-- BEGIN --
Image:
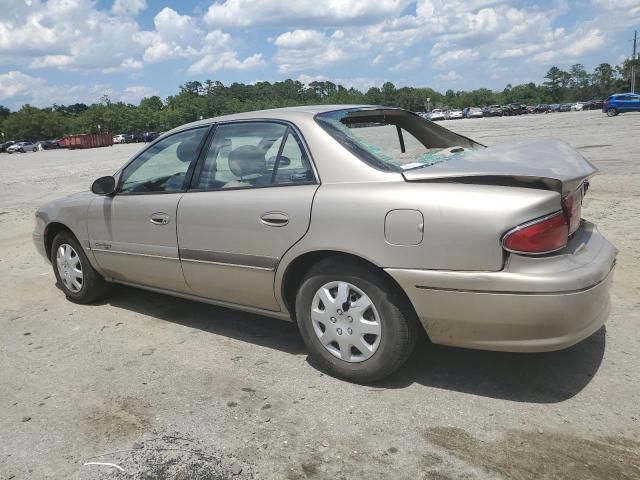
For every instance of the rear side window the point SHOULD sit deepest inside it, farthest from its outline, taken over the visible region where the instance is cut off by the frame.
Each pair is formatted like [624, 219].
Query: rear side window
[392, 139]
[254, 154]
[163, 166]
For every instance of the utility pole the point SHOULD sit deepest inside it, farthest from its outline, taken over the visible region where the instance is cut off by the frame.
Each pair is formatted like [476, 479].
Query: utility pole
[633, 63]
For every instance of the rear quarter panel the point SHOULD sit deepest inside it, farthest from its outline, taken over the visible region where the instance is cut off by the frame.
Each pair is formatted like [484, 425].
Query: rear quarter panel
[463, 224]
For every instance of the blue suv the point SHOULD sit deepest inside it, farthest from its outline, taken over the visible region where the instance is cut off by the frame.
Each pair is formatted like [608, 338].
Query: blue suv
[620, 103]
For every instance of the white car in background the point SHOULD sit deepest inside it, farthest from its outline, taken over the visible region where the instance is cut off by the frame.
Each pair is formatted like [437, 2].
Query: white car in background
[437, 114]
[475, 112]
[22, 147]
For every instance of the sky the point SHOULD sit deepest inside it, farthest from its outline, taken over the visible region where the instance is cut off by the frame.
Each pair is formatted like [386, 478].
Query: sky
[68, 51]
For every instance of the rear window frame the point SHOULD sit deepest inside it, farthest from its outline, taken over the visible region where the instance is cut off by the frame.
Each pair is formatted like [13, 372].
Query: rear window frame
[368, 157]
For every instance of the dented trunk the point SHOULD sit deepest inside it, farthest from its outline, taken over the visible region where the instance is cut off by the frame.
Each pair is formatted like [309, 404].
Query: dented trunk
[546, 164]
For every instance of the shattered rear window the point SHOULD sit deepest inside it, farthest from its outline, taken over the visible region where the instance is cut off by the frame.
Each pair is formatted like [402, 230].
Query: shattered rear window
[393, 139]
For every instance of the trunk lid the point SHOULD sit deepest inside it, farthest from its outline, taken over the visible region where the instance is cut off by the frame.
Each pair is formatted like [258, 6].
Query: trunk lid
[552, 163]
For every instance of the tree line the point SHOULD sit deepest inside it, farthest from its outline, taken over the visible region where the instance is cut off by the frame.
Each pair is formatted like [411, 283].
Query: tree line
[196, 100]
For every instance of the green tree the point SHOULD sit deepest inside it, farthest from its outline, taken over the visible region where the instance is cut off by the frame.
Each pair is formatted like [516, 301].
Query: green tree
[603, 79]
-- END --
-- BEGIN --
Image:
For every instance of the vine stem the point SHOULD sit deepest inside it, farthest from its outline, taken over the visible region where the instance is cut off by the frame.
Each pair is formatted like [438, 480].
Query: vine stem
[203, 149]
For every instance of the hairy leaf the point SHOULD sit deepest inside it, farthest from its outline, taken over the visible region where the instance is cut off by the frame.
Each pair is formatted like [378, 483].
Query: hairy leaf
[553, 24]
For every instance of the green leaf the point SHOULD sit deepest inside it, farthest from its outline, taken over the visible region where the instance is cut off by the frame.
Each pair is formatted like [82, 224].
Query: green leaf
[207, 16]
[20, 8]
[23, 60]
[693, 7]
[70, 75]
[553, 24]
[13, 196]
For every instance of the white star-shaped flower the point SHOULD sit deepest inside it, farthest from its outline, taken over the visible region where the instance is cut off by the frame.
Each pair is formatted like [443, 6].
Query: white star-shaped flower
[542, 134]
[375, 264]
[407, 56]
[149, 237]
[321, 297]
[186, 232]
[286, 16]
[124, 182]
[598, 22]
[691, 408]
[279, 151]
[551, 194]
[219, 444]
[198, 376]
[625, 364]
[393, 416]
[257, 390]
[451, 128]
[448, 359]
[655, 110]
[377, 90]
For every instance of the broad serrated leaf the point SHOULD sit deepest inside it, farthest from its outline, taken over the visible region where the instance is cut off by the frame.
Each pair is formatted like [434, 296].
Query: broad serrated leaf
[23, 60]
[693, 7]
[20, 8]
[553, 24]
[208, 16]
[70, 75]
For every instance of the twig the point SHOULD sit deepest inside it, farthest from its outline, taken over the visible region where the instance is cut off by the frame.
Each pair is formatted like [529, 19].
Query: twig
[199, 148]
-- END --
• [Short exercise] Reproduce the lines above word for word, from the line containing "For every instance of the white star-shaped" up to and including the line containing "Query: white star-shaped flower".

• [Final result]
For every instance of the white star-shaped flower the point SHOULD sit deepest inside it, farthest from its outline, taken over the visible region where the instance is cut off by the frame.
Each pair is formatted like [443, 6].
Query: white star-shaped flower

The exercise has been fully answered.